STATED GOAL 1 –
Print the records word for word, from the first line of the records up to and including the line that contains "M 100 303 L".

SOURCE DOCUMENT –
#####
It's Sunday Morning

Rolling out of bed late on a Sunday morning always seems a bit decadent. I tend to get up and catch "Sunday Morning" on the TV. Then roll through a couple of the Sunday liars clubs before moving on to something useful for the rest of the day. Sometime today the grass needs mowing before it outstrips the mower.

When I stumbled into the kitchen this morning to start the coffee maker the temperature was at 73 and the humidity was at 98%...Now the television is flashing a Severe Thunderstorm Warning for the counties to the NE of here...Texas weather, wait around 15 minutes, they say, and it'll change.

I am supposed to be heading out for this years Boyd~Cox reunion. With my voice acting up right now, I don't want to add any additional strain to it, so I'll be missing the family get together. We are down to two of the original family group left. My dad's twin sister, Helen, who lives out of state and only makes it once a decade or so is 85. My Aunt Gertrude, who married into the family in 1929, is 97. Aunt Gertrude hasn't missed a reunion in decades, that I know of. My dad was the youngest of 12, even Aunt Helen beat him into the world. He didn't miss many of the family get togethers over the years, they were one of the highlights of the year for him. I'm sorry to miss the fun this year.

It's not often that the Washington Post publishes a life celebration that grabs my interest in the morning and pulls me in to read the whole story...The following paragraph in the morning email did.

A couple of decades ago, a man driving from South Carolina to Pennsylvania broke down on the Beltway and managed to nurse his car to the Westbard Citgo service station in Bethesda. Carlos Bonds, the station owner, looked under the hood, then tossed the man a set of keys.
#####
STATED GOAL 2 –
Output the passage of the Sunday morning post from "It's not often" up to and including "set of keys.", with no changes.

EXCERPTED DATA –
#####
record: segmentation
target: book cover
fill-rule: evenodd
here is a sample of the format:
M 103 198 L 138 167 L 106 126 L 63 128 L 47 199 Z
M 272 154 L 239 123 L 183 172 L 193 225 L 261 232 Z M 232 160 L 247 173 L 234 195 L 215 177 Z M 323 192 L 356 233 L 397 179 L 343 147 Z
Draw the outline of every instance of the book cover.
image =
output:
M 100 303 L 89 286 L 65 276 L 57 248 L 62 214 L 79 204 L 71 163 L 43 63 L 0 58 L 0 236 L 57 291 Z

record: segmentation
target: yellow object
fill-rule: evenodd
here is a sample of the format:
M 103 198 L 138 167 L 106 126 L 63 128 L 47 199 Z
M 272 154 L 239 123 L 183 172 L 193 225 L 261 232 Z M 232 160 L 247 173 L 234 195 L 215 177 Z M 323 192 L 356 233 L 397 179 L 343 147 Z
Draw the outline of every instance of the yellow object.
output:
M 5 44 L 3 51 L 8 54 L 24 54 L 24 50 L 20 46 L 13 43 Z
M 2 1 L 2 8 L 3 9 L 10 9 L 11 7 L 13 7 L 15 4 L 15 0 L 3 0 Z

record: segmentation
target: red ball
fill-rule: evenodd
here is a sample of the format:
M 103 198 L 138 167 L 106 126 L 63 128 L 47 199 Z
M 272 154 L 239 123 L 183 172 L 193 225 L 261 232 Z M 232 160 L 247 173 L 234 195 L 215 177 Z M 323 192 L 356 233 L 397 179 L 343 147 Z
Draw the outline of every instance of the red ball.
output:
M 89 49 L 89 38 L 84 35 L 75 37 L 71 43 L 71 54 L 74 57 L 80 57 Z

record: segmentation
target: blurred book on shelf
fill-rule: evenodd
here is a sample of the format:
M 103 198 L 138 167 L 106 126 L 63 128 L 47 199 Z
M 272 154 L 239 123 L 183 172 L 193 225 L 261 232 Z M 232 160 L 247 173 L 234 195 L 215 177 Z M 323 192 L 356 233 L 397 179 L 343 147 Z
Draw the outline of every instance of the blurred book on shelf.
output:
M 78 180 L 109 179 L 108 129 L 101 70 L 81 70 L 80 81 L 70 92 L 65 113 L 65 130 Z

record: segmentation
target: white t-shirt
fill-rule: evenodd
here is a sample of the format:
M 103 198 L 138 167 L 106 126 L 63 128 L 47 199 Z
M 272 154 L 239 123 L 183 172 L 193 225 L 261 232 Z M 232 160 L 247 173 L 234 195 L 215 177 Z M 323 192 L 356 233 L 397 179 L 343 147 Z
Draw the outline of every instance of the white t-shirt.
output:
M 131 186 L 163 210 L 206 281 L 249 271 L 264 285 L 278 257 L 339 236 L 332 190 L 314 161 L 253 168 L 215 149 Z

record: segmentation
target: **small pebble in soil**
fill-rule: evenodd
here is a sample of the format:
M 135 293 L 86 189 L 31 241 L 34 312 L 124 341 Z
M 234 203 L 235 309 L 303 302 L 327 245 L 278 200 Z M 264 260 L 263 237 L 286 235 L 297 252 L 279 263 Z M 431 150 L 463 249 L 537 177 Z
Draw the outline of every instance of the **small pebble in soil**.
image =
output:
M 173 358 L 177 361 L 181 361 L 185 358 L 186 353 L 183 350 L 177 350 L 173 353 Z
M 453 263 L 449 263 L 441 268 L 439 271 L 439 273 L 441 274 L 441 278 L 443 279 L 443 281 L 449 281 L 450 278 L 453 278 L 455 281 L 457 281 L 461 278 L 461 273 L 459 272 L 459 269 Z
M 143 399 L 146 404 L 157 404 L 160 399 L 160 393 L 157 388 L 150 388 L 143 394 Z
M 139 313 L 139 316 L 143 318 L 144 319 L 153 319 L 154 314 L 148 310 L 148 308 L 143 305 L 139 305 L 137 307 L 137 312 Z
#####
CORRECT RESULT 1 –
record: segmentation
target: book cover
fill-rule: evenodd
here is a sample of the format:
M 103 198 L 138 167 L 106 126 L 63 128 L 47 199 Z
M 272 154 L 239 123 L 183 172 L 193 225 L 261 232 Z M 232 160 L 247 173 L 234 195 L 215 177 Z M 323 192 L 356 233 L 397 179 L 343 147 Z
Draw the outline of every instance of the book cover.
image =
output:
M 100 303 L 89 286 L 65 276 L 57 248 L 62 214 L 79 204 L 71 163 L 43 63 L 0 58 L 0 236 L 57 291 Z

CORRECT RESULT 2 –
It's not often that the Washington Post publishes a life celebration that grabs my interest in the morning and pulls me in to read the whole story...The following paragraph in the morning email did.

A couple of decades ago, a man driving from South Carolina to Pennsylvania broke down on the Beltway and managed to nurse his car to the Westbard Citgo service station in Bethesda. Carlos Bonds, the station owner, looked under the hood, then tossed the man a set of keys.